Instruction A: Name every university mentioned in the blog post on football intermediaries.
Instruction B:
Answer these questions from the blog post on football intermediaries:
(i) What did the Bosman Ruling ban?
(ii) What job does the author currently hold, and with which firm?
(iii) The Asser International Sports Law Centre is part of which institute?

Asser International Sports Law Blog

Our International Sports Law Diary
The Asser International Sports Law Centre is part of the T.M.C. Asser Instituut

Football Intermediaries: Would a European centralized licensing system be a sustainable solution? - By Panagiotis Roumeliotis

Editor's note: Panagiotis Roumeliotis holds an LL.B. degree from National and Kapodistrian University of Athens, Greece and an LL.M. degree in European and International Tax Law from University of Luxembourg. He is qualified lawyer in Greece and is presently working as tax advisor with KPMG Luxembourg while pursuing, concomitantly, an LL.M. in International Sports Law at Sheffield Hallam University, England. His interest lies in the realm of tax and sports law. He may be contacted by e-mail at ‘p.roumeliotis@hotmail.com’.


Introduction

The landmark Bosman Ruling triggered the Europeanization of the labour market for football players by banning nationality quotas. In turn, in conjunction with the boom in TV revenues, this led to a flourishing transfer market in which players’ agents or intermediaries play a pivotal role, despite having a controversial reputation.

Extracted data entries:

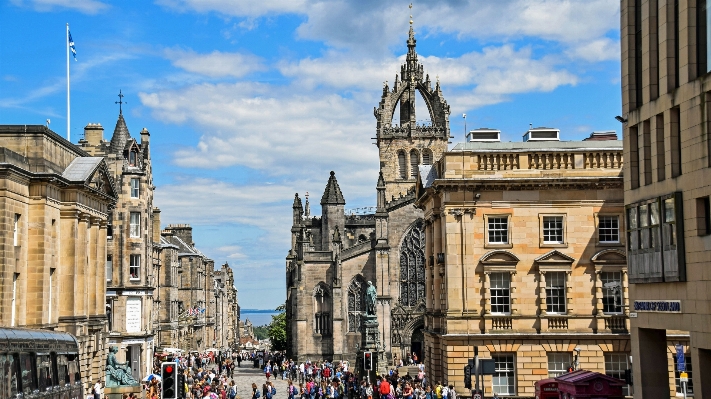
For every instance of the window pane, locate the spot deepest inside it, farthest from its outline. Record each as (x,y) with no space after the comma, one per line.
(504,378)
(553,229)
(609,229)
(27,373)
(558,363)
(615,366)
(135,267)
(611,298)
(555,292)
(135,224)
(498,230)
(500,293)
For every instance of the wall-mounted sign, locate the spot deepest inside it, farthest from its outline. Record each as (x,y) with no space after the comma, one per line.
(658,306)
(133,314)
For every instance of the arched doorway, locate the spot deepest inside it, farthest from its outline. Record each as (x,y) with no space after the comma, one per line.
(417,343)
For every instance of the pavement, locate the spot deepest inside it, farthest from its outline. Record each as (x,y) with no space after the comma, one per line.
(246,375)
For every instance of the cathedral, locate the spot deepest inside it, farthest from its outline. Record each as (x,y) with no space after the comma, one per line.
(332,257)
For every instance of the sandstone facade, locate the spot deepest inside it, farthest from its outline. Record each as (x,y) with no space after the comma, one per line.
(521,238)
(55,203)
(333,256)
(666,109)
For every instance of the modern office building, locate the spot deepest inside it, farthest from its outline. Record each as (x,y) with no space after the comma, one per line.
(666,111)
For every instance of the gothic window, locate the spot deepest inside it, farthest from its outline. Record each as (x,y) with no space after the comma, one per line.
(414,163)
(427,156)
(402,164)
(322,311)
(412,266)
(356,307)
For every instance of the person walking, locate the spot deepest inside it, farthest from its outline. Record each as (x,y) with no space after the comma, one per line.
(97,390)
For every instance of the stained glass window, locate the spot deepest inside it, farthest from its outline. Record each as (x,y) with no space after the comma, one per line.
(412,266)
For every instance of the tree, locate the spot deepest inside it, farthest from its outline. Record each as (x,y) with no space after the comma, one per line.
(277,329)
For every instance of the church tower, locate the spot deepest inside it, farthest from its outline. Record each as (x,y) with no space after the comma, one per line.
(406,144)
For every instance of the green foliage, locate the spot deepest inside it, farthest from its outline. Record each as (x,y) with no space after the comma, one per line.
(261,332)
(277,329)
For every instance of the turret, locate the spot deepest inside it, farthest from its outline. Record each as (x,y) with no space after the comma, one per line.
(332,211)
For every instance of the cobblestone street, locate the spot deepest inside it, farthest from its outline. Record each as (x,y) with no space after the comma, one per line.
(246,375)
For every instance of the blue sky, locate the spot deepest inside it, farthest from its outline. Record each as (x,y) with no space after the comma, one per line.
(249,102)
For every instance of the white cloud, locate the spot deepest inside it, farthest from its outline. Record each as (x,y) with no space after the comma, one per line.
(216,64)
(603,49)
(372,27)
(84,6)
(237,8)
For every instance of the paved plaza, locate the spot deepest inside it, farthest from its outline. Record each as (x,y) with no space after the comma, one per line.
(246,375)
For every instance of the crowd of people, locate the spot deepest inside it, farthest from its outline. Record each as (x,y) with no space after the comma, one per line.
(210,376)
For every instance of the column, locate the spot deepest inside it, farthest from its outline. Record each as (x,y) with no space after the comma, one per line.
(598,293)
(569,292)
(542,293)
(514,297)
(487,296)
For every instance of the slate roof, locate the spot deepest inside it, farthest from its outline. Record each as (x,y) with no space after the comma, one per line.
(81,168)
(590,145)
(332,195)
(120,137)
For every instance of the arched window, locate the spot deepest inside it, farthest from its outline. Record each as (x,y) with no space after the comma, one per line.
(322,311)
(356,305)
(402,164)
(412,265)
(414,163)
(427,156)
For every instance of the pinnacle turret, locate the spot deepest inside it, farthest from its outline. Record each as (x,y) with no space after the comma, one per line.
(120,136)
(332,195)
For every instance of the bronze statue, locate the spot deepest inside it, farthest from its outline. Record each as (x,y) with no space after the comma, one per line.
(117,373)
(370,295)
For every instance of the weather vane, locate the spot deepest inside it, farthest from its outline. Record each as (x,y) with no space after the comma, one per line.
(120,102)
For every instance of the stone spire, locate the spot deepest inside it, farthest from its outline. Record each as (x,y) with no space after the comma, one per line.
(332,195)
(307,208)
(121,135)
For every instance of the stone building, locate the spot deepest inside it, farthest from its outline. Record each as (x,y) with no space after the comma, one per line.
(130,275)
(167,299)
(55,203)
(196,291)
(666,110)
(521,239)
(227,308)
(333,256)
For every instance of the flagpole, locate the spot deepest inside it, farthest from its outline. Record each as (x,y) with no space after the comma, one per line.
(68,115)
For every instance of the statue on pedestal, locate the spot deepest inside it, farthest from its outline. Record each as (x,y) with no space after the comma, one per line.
(370,295)
(117,373)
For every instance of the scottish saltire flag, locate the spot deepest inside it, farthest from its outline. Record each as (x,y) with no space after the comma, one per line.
(71,46)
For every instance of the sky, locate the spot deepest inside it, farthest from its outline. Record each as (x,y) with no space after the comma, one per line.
(249,102)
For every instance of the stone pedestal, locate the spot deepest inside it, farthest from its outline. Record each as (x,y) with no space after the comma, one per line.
(371,343)
(117,392)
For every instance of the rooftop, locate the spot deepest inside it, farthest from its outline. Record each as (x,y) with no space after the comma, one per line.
(526,146)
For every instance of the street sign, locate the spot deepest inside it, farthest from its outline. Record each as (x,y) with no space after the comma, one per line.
(680,361)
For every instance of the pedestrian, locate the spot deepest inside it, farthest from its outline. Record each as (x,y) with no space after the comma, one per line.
(97,390)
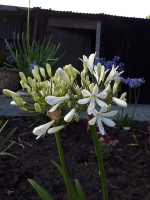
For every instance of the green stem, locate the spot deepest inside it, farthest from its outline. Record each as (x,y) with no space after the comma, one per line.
(100,162)
(63,163)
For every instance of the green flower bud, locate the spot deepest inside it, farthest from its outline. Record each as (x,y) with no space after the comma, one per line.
(18,100)
(25,109)
(22,76)
(37,108)
(45,84)
(35,95)
(10,93)
(69,103)
(36,70)
(99,69)
(22,84)
(32,83)
(42,70)
(91,86)
(76,117)
(48,68)
(109,107)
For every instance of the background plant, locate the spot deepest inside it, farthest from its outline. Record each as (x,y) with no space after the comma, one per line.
(2,147)
(134,84)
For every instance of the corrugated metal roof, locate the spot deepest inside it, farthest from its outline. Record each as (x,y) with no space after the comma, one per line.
(17,8)
(12,8)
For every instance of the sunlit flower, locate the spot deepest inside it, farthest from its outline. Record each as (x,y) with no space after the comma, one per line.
(95,96)
(56,101)
(100,116)
(114,74)
(70,115)
(120,102)
(89,61)
(41,130)
(55,129)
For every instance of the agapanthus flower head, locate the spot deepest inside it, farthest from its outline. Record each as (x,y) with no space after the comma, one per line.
(32,65)
(133,82)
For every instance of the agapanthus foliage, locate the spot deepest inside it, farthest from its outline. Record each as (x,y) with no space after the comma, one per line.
(61,92)
(133,82)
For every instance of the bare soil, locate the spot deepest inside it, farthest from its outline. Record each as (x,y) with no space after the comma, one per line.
(127,167)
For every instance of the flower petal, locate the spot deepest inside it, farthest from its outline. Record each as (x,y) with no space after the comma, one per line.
(53,100)
(55,106)
(95,112)
(100,102)
(103,109)
(84,101)
(108,122)
(120,102)
(91,106)
(92,121)
(70,115)
(102,95)
(86,93)
(55,129)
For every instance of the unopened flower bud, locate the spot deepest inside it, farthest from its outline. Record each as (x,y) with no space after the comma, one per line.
(76,117)
(35,95)
(123,95)
(37,108)
(108,89)
(32,83)
(109,107)
(91,86)
(42,70)
(63,76)
(10,93)
(48,68)
(22,84)
(45,84)
(25,109)
(22,76)
(69,104)
(82,75)
(99,69)
(85,66)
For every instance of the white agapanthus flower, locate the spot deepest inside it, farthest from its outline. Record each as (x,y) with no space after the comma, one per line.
(70,115)
(101,116)
(56,101)
(89,61)
(114,74)
(41,130)
(99,78)
(120,102)
(92,98)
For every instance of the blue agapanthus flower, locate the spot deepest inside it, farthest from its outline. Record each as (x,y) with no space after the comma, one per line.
(108,64)
(32,66)
(11,46)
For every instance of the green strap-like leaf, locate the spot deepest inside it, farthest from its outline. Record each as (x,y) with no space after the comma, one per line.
(43,194)
(79,190)
(8,136)
(73,191)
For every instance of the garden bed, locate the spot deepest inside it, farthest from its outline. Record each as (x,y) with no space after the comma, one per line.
(127,167)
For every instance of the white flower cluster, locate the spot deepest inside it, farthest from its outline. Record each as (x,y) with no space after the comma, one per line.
(62,91)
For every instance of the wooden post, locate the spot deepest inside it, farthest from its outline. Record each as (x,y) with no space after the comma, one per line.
(98,35)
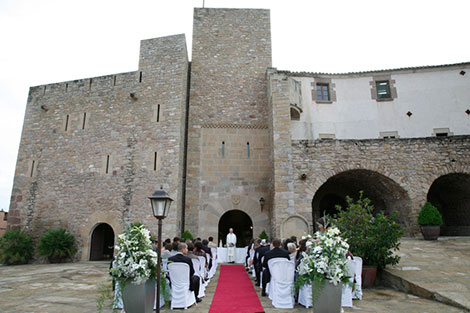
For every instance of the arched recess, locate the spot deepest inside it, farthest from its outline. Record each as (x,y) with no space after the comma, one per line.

Written solution A:
National and Kapodistrian University of Athens
University of Luxembourg
Sheffield Hallam University

Written solution B:
(i) Nationality quotas.
(ii) Tax advisor with KPMG Luxembourg.
(iii) The T.M.C. Asser Instituut.